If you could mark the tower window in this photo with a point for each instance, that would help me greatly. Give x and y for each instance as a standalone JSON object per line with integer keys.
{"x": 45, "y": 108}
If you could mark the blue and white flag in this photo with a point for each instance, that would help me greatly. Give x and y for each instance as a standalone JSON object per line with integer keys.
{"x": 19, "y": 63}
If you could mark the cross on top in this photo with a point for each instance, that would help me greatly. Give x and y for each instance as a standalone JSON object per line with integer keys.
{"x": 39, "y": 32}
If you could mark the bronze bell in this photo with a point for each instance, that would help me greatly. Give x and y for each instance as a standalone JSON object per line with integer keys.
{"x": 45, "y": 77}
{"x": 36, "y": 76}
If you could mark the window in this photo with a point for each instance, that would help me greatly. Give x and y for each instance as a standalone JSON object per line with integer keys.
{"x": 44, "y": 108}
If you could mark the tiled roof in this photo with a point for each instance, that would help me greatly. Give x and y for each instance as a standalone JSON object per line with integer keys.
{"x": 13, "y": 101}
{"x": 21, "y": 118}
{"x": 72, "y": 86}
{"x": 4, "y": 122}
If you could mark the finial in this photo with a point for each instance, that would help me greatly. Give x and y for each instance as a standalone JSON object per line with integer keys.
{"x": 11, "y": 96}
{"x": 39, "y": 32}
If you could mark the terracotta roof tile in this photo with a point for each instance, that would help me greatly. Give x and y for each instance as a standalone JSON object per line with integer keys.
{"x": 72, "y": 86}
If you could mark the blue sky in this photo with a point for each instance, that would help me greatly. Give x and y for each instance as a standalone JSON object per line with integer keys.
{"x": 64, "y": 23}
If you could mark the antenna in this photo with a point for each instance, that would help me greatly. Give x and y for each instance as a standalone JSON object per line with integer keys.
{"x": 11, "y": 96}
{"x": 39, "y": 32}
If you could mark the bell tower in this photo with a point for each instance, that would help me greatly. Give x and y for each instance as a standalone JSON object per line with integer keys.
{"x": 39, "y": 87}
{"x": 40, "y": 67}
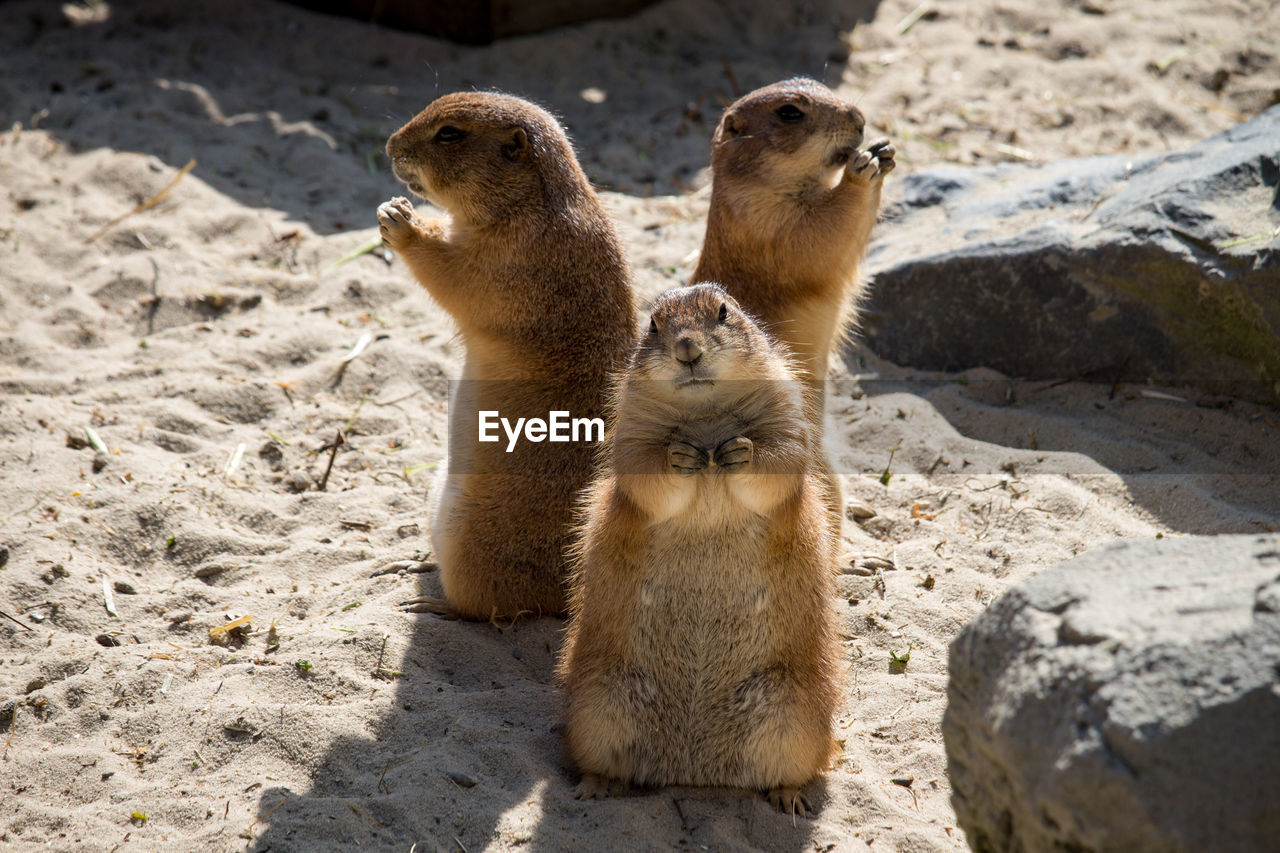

※

> **PROBLEM**: Return every row above that has the word "keys" in it, copying each whole line as it appears.

> **FINAL RESULT**:
If you could mark the tower window in this photo with a point for each instance, that would help me greatly. Give x and y for each instance as a standalone JSON object per line with integer keys.
If you could mark the blue and white flag in this photo with a point for each instance, that would help me greatly. Give x and y for each instance as a standalone JSON object per line with integer keys.
If you could mark the cross on top in this photo with a point for each instance, that would help me greatly. Give x and y for each instance as a standalone JSON object per line with integer keys.
If you could mark the bronze bell in this photo with a point for each instance, that would help me greatly. Give x and y for each instance as a standalone JSON object per line with integer keys.
If you could mark the window in this photo with a point for each instance, that would help me greatly. Give x and y for each instance as a standalone JSON object per line with integer keys.
If you could mark the tiled roof in this photo with a point for each instance, that would help me greatly. Give x and y for each instance as a standalone JSON object per line with integer keys.
If you could mark the finial in this photo with a point for each instance, that would help me greatly. Give x and y for each instance as a standalone JSON object per line with integer keys.
If you could mark the terracotta roof tile in this photo with a point for each instance, that would help me greatly. Give x and y for each instance as a standalone JSON object per line with integer keys.
If you could mark the blue sky in this photo with a point for each instance, that would help me greatly. Give x and y for each instance as a standalone JSON object per line with integer keys.
If you could mark the antenna in this photo with a point for each instance, that would help me greatly. Give x and y for each instance as a standalone JSON object per line with integer keys.
If you could mark the bell tower in this photo with a point for each instance, that would help me greatly. Give x and y for each instance as a standalone JSON object per line with integer keys.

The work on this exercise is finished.